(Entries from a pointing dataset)
********

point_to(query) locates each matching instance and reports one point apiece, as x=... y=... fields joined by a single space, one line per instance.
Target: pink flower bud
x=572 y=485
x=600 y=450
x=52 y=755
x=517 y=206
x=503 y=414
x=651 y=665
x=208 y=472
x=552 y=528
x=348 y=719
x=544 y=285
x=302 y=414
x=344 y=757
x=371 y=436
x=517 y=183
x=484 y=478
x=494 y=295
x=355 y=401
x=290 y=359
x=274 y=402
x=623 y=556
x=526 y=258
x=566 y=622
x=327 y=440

********

*WHAT YOU NEED TO DO*
Select every line above that contains the word "instance" and copy each one out in full. Case counts.

*EXPECTED ANSWER*
point_to(query) locates each matching instance and reports one point apiece, as x=... y=... fields joined by a single space, one line per instance.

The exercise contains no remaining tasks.